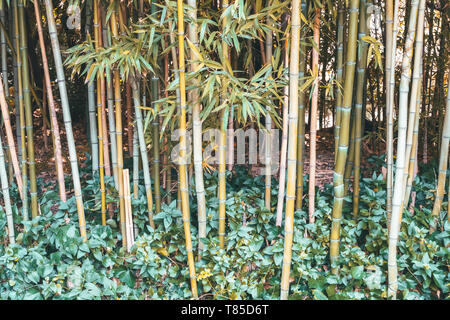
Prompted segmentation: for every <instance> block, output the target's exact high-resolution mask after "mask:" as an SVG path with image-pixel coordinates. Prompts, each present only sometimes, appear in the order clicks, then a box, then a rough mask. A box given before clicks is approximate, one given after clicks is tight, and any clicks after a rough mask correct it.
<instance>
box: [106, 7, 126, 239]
mask: <svg viewBox="0 0 450 320" xmlns="http://www.w3.org/2000/svg"><path fill="white" fill-rule="evenodd" d="M110 3H111V5H112V13H111V16H110V25H111V30H112V35H113V39H114V40H115V41H118V36H119V34H118V31H117V18H116V3H115V1H114V0H111V1H110ZM113 78H114V102H115V112H116V118H115V120H116V144H117V168H118V170H117V173H118V181H119V190H118V191H119V217H120V230H121V234H122V247H124V248H126V247H127V238H126V229H125V203H124V198H123V136H122V99H121V94H120V75H119V70H118V69H117V68H116V69H114V71H113Z"/></svg>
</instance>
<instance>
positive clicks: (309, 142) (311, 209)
mask: <svg viewBox="0 0 450 320" xmlns="http://www.w3.org/2000/svg"><path fill="white" fill-rule="evenodd" d="M320 13H321V9H320V8H316V9H315V16H314V25H313V29H314V31H313V34H314V35H313V41H314V43H315V46H314V47H313V49H312V69H313V75H314V83H313V92H312V97H311V111H310V112H311V123H310V124H309V128H310V130H309V189H308V195H309V199H308V209H309V210H308V212H309V222H310V223H314V220H315V219H314V211H315V195H316V194H315V192H316V139H317V105H318V102H319V101H318V97H319V96H318V94H319V42H320Z"/></svg>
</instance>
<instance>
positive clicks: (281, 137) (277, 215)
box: [276, 35, 298, 227]
mask: <svg viewBox="0 0 450 320" xmlns="http://www.w3.org/2000/svg"><path fill="white" fill-rule="evenodd" d="M286 37H289V36H288V35H286ZM287 46H288V39H286V41H285V46H284V67H285V68H289V54H288V47H287ZM286 78H287V79H286V80H289V77H286ZM283 94H284V96H283V102H282V104H283V124H282V134H281V150H280V178H279V183H278V202H277V216H276V226H277V227H280V226H281V223H282V221H283V206H284V192H285V189H286V158H287V142H288V129H289V128H288V127H289V123H288V117H289V86H288V85H286V86H285V87H284V88H283ZM297 148H298V147H297ZM297 170H298V169H297Z"/></svg>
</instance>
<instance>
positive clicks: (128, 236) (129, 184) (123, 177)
mask: <svg viewBox="0 0 450 320" xmlns="http://www.w3.org/2000/svg"><path fill="white" fill-rule="evenodd" d="M123 182H124V184H123V194H124V203H125V225H126V231H127V251H128V252H130V250H131V247H132V246H133V244H134V232H133V216H132V210H131V196H130V173H129V169H124V170H123Z"/></svg>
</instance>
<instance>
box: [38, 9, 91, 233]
mask: <svg viewBox="0 0 450 320" xmlns="http://www.w3.org/2000/svg"><path fill="white" fill-rule="evenodd" d="M44 2H45V7H46V13H47V21H48V28H49V34H50V40H51V44H52V49H53V57H54V62H55V67H56V75H57V81H58V88H59V94H60V97H61V106H62V111H63V118H64V126H65V129H66V137H67V145H68V148H69V158H70V165H71V169H72V179H73V187H74V191H75V199H76V203H77V212H78V223H79V227H80V234H81V236H82V237H83V239H84V241H86V240H87V235H86V221H85V217H84V207H83V195H82V192H81V183H80V174H79V171H78V162H77V154H76V149H75V140H74V137H73V130H72V119H71V116H70V108H69V99H68V96H67V89H66V81H65V76H64V69H63V63H62V59H61V51H60V48H59V42H58V33H57V31H56V25H55V19H54V17H53V4H52V1H51V0H45V1H44Z"/></svg>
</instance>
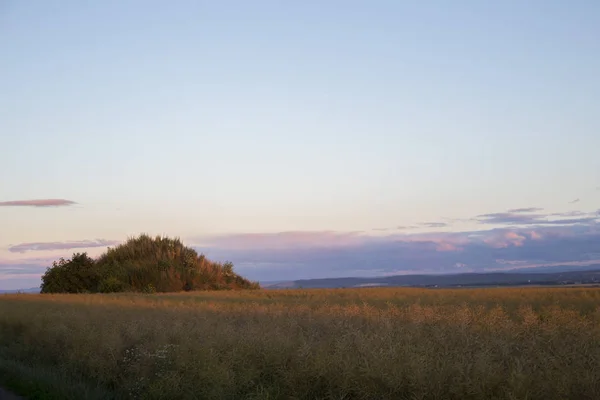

**What the task requires**
Word for word, restate the whole listing and drop the images.

**Your solution**
Prompted segmentation: for every <instance> block, output the target's exact high-resolution mask after "mask:" as an SVG path with image-pixel coordinates. Prompts, each present only sometimes, appear in the order clicks, then a box, then a rough mask. A box given before clicks is approximate, one given after clicks is tight, and any clicks after a rough mask correct it.
<instance>
box: [106, 7, 126, 239]
mask: <svg viewBox="0 0 450 320" xmlns="http://www.w3.org/2000/svg"><path fill="white" fill-rule="evenodd" d="M110 3H111V5H112V13H111V16H110V25H111V30H112V35H113V39H114V40H115V41H118V36H119V34H118V31H117V18H116V3H115V1H114V0H111V1H110ZM113 78H114V102H115V112H116V118H115V120H116V144H117V168H118V170H117V173H118V181H119V190H118V191H119V217H120V230H121V234H122V247H124V248H126V247H127V238H126V229H125V203H124V198H123V136H122V99H121V94H120V75H119V70H118V69H117V68H116V69H114V71H113Z"/></svg>
</instance>
<instance>
positive clicks: (309, 142) (311, 209)
mask: <svg viewBox="0 0 450 320" xmlns="http://www.w3.org/2000/svg"><path fill="white" fill-rule="evenodd" d="M320 13H321V9H320V8H316V9H315V16H314V25H313V29H314V31H313V34H314V35H313V41H314V43H315V46H314V47H313V49H312V69H313V75H314V83H313V92H312V97H311V111H310V112H311V123H310V124H309V128H310V130H309V189H308V195H309V199H308V209H309V210H308V212H309V222H310V223H314V220H315V219H314V211H315V195H316V194H315V192H316V139H317V105H318V102H319V101H318V97H319V96H318V94H319V42H320Z"/></svg>
</instance>
<instance>
positive clicks: (281, 137) (277, 215)
box: [276, 35, 298, 227]
mask: <svg viewBox="0 0 450 320" xmlns="http://www.w3.org/2000/svg"><path fill="white" fill-rule="evenodd" d="M286 37H289V36H288V35H286ZM287 46H288V39H286V41H285V46H284V67H285V68H289V54H288V47H287ZM286 78H287V79H286V80H289V77H286ZM283 94H284V96H283V102H282V104H283V124H282V134H281V150H280V178H279V183H278V202H277V216H276V226H277V227H280V226H281V223H282V221H283V206H284V192H285V189H286V158H287V142H288V129H289V128H288V127H289V123H288V117H289V86H288V85H286V86H285V87H284V88H283ZM297 148H298V147H297ZM297 170H298V169H297Z"/></svg>
</instance>
<instance>
positive clicks: (128, 236) (129, 184) (123, 177)
mask: <svg viewBox="0 0 450 320" xmlns="http://www.w3.org/2000/svg"><path fill="white" fill-rule="evenodd" d="M123 182H124V184H123V194H124V203H125V225H126V231H127V251H128V252H130V250H131V247H132V246H133V244H134V232H133V216H132V210H131V196H130V173H129V169H124V170H123Z"/></svg>
</instance>
<instance>
box: [38, 9, 91, 233]
mask: <svg viewBox="0 0 450 320" xmlns="http://www.w3.org/2000/svg"><path fill="white" fill-rule="evenodd" d="M44 2H45V7H46V13H47V21H48V28H49V34H50V40H51V44H52V49H53V57H54V62H55V67H56V75H57V81H58V88H59V94H60V97H61V106H62V111H63V118H64V126H65V129H66V137H67V145H68V148H69V158H70V165H71V169H72V179H73V187H74V191H75V199H76V203H77V212H78V223H79V227H80V234H81V236H82V237H83V239H84V241H86V240H87V235H86V221H85V217H84V207H83V195H82V192H81V183H80V174H79V171H78V162H77V154H76V149H75V140H74V137H73V130H72V119H71V116H70V108H69V99H68V96H67V89H66V81H65V76H64V69H63V63H62V59H61V51H60V48H59V42H58V33H57V31H56V25H55V19H54V17H53V4H52V1H51V0H45V1H44Z"/></svg>
</instance>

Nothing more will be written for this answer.